== Work required ==
Update the stretch from the start of the data through the line containing "(1021, 828)", changing "bark mulch bed" to "wood chip bed" and leaving all else as it is. Omit the pictures from your answer.

_____

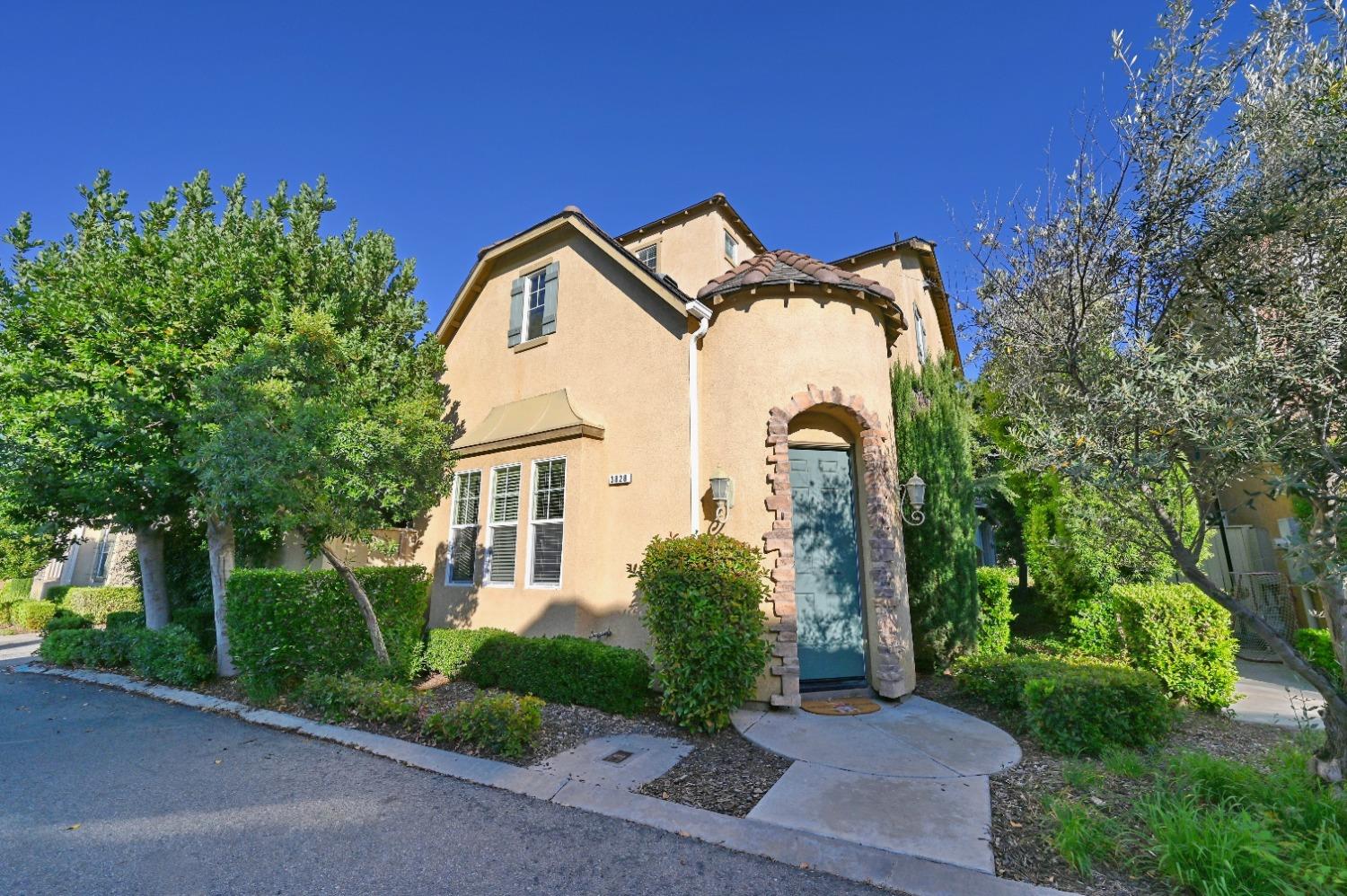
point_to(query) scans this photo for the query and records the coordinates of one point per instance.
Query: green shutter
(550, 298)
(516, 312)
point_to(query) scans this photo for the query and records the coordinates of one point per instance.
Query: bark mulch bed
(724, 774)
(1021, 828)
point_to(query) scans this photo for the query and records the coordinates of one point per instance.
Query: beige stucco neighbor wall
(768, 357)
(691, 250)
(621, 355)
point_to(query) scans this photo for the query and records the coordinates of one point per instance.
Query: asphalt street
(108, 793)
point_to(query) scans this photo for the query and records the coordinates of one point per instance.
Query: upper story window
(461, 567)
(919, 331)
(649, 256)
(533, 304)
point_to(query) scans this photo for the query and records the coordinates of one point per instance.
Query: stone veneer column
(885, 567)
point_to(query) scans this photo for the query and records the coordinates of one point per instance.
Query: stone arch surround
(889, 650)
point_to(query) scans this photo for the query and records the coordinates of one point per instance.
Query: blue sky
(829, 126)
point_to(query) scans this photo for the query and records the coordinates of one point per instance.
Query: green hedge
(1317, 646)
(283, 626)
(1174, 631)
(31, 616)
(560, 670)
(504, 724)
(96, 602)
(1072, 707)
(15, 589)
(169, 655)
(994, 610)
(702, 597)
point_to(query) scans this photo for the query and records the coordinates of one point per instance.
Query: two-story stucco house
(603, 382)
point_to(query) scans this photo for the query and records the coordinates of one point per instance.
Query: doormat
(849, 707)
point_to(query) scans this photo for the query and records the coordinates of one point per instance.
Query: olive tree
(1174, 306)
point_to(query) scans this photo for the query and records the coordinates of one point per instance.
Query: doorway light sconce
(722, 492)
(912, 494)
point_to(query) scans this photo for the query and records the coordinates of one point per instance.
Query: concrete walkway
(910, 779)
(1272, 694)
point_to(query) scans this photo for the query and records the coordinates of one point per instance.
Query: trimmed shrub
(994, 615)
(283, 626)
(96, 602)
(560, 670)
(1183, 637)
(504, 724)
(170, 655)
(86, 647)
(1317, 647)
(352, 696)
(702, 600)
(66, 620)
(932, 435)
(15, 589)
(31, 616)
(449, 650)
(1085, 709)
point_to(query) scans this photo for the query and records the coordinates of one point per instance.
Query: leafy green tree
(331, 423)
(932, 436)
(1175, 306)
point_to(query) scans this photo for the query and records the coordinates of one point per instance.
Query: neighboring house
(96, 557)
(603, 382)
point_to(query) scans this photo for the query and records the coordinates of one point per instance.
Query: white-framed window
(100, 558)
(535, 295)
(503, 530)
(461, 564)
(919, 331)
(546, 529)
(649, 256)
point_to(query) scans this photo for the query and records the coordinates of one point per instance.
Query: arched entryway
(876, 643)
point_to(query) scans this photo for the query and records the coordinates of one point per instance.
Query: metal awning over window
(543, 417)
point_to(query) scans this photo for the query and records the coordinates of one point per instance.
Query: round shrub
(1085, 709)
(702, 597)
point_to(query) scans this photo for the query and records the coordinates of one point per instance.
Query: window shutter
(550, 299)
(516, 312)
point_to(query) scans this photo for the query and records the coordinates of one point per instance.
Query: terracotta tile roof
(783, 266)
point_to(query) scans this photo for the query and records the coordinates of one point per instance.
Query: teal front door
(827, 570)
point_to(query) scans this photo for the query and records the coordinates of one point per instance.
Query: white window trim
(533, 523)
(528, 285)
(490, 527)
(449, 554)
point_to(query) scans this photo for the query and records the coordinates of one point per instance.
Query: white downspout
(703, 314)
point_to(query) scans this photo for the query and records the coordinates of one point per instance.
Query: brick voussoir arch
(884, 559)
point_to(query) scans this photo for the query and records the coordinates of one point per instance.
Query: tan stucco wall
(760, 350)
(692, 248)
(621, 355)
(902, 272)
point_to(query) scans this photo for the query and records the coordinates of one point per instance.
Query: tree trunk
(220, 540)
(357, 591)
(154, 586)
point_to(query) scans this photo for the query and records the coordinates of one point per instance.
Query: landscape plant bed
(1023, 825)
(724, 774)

_____

== Written response ==
point_to(query) scans this photo for the query and records the coordinates of one point per instance.
Query: green shutter
(550, 298)
(516, 312)
point_to(query) scans this photo for the query and records the coordinates of one point per instance.
Query: wood chip bed
(724, 774)
(1021, 828)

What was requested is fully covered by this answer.